▶ [DOKUMENTABSCHNITT]
▬▬▬▬▬▬
Strittig ist im Beschwerdefall, wann die Frist für den Vorlageantrag geendet hat, ob diese Frist nämlich nach dem Ende der Hemmung mit 12. Februar 2002 weiter gelaufen ist oder ob sie nicht nach dem Zeitpunkt (31. Jänner 2002) hat ablaufen können, bis zu dem ihre Verlängerung mit dem abgewiesenen Antrag beantragt worden war.
Dass das Finanzamt mit Bescheid vom 7. Februar 2002 das Fristverlängerungsansuchen abgewiesen hat, bedeutete das Ende der Hemmung des Fristenlaufes, woran das Fristverlängerungsansuchen vom 31. Jänner 2002 nichts ändern konnte (vgl. das von der belangten Behörde zutreffend herangezogene hg. Erkenntnis vom 4. September 1992, 92/13/0062).
▬▬▬▬▬▬
▶ [ANGEZEIGTE DATEN]
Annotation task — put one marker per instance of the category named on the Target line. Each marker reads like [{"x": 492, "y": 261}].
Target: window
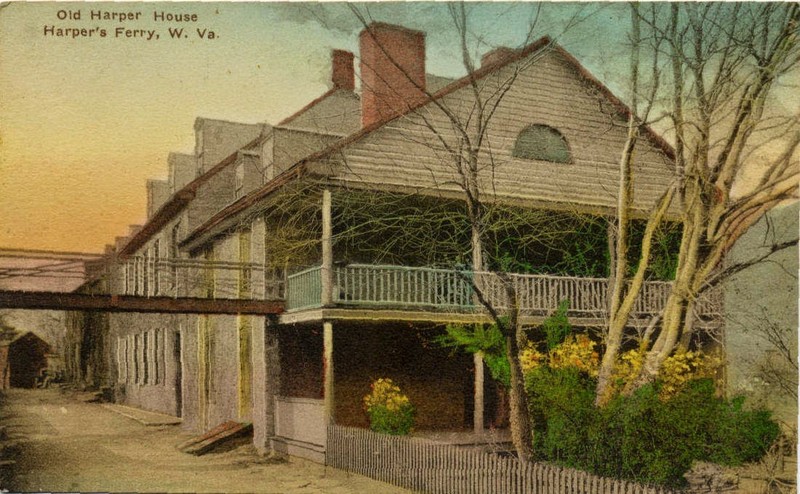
[
  {"x": 238, "y": 190},
  {"x": 156, "y": 256},
  {"x": 540, "y": 142}
]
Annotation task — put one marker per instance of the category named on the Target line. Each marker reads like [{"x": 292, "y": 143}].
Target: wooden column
[
  {"x": 477, "y": 414},
  {"x": 327, "y": 249},
  {"x": 327, "y": 355},
  {"x": 266, "y": 380}
]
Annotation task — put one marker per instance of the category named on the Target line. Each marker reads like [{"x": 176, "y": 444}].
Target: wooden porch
[{"x": 404, "y": 288}]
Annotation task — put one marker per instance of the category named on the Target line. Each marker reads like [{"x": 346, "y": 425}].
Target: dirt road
[{"x": 68, "y": 445}]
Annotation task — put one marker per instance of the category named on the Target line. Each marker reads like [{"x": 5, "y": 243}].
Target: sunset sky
[{"x": 85, "y": 121}]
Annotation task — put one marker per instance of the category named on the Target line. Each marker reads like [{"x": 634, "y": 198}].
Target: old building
[{"x": 317, "y": 211}]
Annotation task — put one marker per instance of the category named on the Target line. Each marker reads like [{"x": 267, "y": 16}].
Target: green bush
[
  {"x": 641, "y": 437},
  {"x": 389, "y": 410}
]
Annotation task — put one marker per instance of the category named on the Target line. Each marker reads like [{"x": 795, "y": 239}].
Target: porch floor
[{"x": 490, "y": 439}]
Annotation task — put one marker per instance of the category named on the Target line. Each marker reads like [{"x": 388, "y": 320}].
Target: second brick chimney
[
  {"x": 343, "y": 76},
  {"x": 392, "y": 71}
]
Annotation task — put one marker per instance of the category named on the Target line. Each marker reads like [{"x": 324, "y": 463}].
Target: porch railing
[
  {"x": 157, "y": 277},
  {"x": 401, "y": 286}
]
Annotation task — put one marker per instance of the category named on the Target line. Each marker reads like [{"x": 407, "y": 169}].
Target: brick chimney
[
  {"x": 497, "y": 55},
  {"x": 342, "y": 75},
  {"x": 387, "y": 90}
]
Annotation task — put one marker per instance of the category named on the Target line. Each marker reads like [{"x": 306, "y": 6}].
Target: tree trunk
[{"x": 520, "y": 418}]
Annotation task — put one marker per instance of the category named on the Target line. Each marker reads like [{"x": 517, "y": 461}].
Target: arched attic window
[{"x": 542, "y": 142}]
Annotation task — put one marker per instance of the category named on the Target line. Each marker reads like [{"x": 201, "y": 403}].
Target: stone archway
[{"x": 27, "y": 357}]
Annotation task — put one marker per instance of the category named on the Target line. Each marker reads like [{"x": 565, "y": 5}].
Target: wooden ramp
[{"x": 220, "y": 434}]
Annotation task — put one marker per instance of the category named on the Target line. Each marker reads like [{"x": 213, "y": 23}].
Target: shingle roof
[{"x": 299, "y": 168}]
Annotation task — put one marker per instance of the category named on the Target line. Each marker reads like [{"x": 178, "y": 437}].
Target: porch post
[
  {"x": 327, "y": 342},
  {"x": 477, "y": 414},
  {"x": 266, "y": 375},
  {"x": 327, "y": 249}
]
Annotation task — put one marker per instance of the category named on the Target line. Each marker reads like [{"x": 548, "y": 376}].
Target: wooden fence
[{"x": 427, "y": 466}]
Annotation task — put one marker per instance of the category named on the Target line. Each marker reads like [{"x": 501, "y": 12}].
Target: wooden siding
[
  {"x": 291, "y": 145},
  {"x": 405, "y": 153},
  {"x": 426, "y": 466}
]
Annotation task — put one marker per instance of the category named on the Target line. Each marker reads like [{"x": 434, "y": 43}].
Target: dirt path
[{"x": 67, "y": 445}]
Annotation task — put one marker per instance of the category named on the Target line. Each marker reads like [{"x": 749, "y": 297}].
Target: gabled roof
[
  {"x": 300, "y": 168},
  {"x": 170, "y": 209},
  {"x": 309, "y": 106}
]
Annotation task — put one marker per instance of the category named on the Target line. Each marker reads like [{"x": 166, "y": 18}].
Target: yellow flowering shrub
[
  {"x": 677, "y": 369},
  {"x": 530, "y": 358},
  {"x": 628, "y": 366},
  {"x": 576, "y": 351},
  {"x": 685, "y": 365},
  {"x": 390, "y": 411}
]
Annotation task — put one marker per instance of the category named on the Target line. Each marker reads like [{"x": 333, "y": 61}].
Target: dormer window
[{"x": 541, "y": 142}]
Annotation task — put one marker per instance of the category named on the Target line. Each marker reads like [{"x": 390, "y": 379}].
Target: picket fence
[{"x": 426, "y": 466}]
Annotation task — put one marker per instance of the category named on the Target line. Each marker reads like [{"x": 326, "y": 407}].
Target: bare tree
[
  {"x": 724, "y": 68},
  {"x": 460, "y": 135}
]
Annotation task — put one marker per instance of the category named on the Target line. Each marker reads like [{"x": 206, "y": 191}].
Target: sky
[{"x": 85, "y": 121}]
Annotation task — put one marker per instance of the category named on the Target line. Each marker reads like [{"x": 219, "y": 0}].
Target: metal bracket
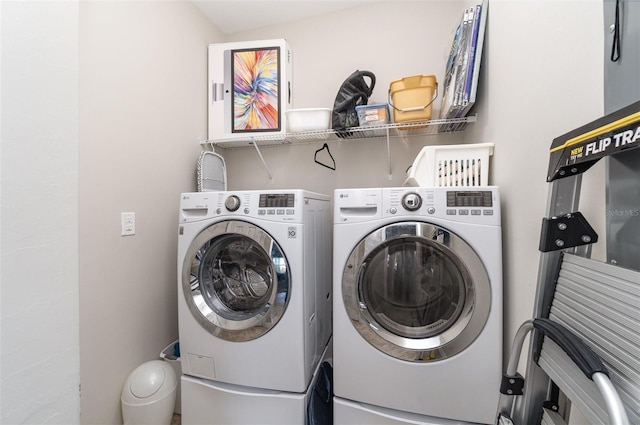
[{"x": 566, "y": 231}]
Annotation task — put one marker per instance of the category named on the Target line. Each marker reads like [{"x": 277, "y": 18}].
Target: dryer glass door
[
  {"x": 418, "y": 292},
  {"x": 236, "y": 281}
]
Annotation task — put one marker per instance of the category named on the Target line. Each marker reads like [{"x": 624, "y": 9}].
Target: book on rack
[{"x": 454, "y": 74}]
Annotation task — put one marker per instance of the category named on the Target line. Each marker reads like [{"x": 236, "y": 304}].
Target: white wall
[
  {"x": 392, "y": 39},
  {"x": 39, "y": 271},
  {"x": 143, "y": 109}
]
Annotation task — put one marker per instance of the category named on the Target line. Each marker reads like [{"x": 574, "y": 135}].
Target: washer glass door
[
  {"x": 416, "y": 291},
  {"x": 235, "y": 279}
]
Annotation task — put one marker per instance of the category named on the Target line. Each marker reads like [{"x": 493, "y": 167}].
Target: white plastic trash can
[
  {"x": 149, "y": 393},
  {"x": 171, "y": 355}
]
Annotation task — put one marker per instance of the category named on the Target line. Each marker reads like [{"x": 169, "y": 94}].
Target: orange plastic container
[{"x": 412, "y": 97}]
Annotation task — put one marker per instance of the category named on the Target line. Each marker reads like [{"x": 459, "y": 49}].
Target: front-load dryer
[
  {"x": 417, "y": 303},
  {"x": 254, "y": 286}
]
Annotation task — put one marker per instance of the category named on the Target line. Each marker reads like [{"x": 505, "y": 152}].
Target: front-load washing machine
[
  {"x": 254, "y": 286},
  {"x": 417, "y": 304}
]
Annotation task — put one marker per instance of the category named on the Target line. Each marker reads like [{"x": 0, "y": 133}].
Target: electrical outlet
[{"x": 128, "y": 224}]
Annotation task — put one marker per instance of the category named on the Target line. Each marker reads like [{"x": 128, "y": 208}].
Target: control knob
[
  {"x": 411, "y": 201},
  {"x": 232, "y": 203}
]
▬▬▬▬▬▬
▶ [WAS ZU TUN IST] Gib den Dokumentabschnitt über die Frist für den Vorlageantrag vollständig und wortgetreu wieder.

▶ [ERLEDIGTE AUFGABE]
Strittig ist im Beschwerdefall, wann die Frist für den Vorlageantrag geendet hat, ob diese Frist nämlich nach dem Ende der Hemmung mit 12. Februar 2002 weiter gelaufen ist oder ob sie nicht nach dem Zeitpunkt (31. Jänner 2002) hat ablaufen können, bis zu dem ihre Verlängerung mit dem abgewiesenen Antrag beantragt worden war.
Dass das Finanzamt mit Bescheid vom 7. Februar 2002 das Fristverlängerungsansuchen abgewiesen hat, bedeutete das Ende der Hemmung des Fristenlaufes, woran das Fristverlängerungsansuchen vom 31. Jänner 2002 nichts ändern konnte (vgl. das von der belangten Behörde zutreffend herangezogene hg. Erkenntnis vom 4. September 1992, 92/13/0062).